__What is being asked__: Please print the whole listing below exactly as it stands.

__Data for this exercise__:
============
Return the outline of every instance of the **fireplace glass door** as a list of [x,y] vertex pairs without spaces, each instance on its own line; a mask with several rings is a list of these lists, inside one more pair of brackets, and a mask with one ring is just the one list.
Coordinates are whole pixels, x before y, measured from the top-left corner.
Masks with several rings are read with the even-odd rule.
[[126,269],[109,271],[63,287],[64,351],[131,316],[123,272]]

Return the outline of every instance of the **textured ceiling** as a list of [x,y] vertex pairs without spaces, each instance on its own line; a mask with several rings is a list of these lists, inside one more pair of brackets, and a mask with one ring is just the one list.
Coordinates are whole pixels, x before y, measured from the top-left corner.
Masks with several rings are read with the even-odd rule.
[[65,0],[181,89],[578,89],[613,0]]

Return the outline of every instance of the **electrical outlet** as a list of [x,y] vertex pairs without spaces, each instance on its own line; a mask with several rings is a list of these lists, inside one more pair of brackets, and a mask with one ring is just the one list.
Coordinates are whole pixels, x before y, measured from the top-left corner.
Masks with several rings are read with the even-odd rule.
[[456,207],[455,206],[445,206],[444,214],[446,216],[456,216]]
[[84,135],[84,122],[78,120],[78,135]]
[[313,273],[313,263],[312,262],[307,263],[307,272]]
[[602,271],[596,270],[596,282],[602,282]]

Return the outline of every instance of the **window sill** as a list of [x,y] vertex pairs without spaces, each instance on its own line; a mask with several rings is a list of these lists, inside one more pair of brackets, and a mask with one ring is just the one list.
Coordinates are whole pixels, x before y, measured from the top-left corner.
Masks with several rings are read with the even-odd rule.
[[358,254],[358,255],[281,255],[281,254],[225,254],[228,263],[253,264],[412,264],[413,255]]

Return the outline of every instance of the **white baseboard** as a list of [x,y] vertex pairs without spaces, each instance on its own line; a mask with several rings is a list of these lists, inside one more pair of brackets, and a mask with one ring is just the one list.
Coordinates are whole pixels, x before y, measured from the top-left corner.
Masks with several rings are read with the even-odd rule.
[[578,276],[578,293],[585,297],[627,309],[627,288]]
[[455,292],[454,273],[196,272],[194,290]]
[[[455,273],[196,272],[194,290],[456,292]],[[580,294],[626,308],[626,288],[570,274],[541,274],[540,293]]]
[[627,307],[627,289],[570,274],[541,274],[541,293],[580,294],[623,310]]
============
__Worked solution__:
Return the outline of every instance of the **fireplace glass door** as a list of [x,y] vertex pairs without spaces, each instance on its own line; a mask with several rings is a list of these lists, inside one more pair of brackets, and a mask with one ring is just the one list.
Coordinates are whole pixels, x before y, measured from the top-left corner.
Masks with several rings are read with the even-odd rule.
[[126,269],[109,271],[63,287],[64,351],[131,316],[123,272]]

Return the outline of every instance of the **textured ceiling** as a list of [x,y] vertex pairs without spaces, each instance on its own line; a mask with several rings is a list of these lists, inside one more pair of brackets, and a mask with one ring is just the one list.
Coordinates are whole pixels, x before y, measured from the top-left corner.
Masks with several rings are read with the even-odd rule.
[[65,0],[181,89],[578,89],[613,0]]

Return the outline of every instance of the **electrical outlet** as a list of [x,y] vertex pairs without spaces, each instance on its own line; a mask with several rings is a list of these lists, inside one more pair of brackets, and a mask with one ring is just the one list.
Coordinates are whole pixels, x before y, measured from the top-left corner.
Masks with several rings are read with the even-odd rule.
[[456,207],[455,206],[445,206],[444,214],[446,216],[456,216]]
[[84,135],[84,122],[78,120],[78,135]]
[[313,273],[313,263],[312,262],[307,263],[307,272]]
[[602,271],[596,270],[596,282],[602,282]]

Return the outline of every instance of the **window sill** as a list of [x,y] vertex pairs without spaces, each instance on its own line; a mask with several rings is a list of these lists, inside one more pair of brackets, and a mask with one ring is just the one list.
Coordinates are whole pixels, x before y, measured from the top-left corner.
Masks with several rings are read with the even-odd rule.
[[358,254],[358,255],[281,255],[281,254],[225,254],[228,263],[253,264],[412,264],[413,255]]

Return the outline of every instance of the **white baseboard** as a list of [x,y] vertex pairs without spaces, each instance on its own line; a mask with several rings is a list of these lists, inside one more pair of brackets, and a mask with one ring is just the one list.
Coordinates are whole pixels, x before y, measured from the top-left corner.
Masks with several rings are read with the even-odd rule.
[[578,276],[578,293],[585,297],[627,309],[627,288]]
[[455,292],[454,273],[196,272],[194,290]]
[[[455,273],[196,272],[194,290],[456,292]],[[580,294],[626,308],[626,288],[570,274],[541,274],[540,293]]]
[[627,307],[627,289],[570,274],[541,274],[541,293],[580,294],[623,310]]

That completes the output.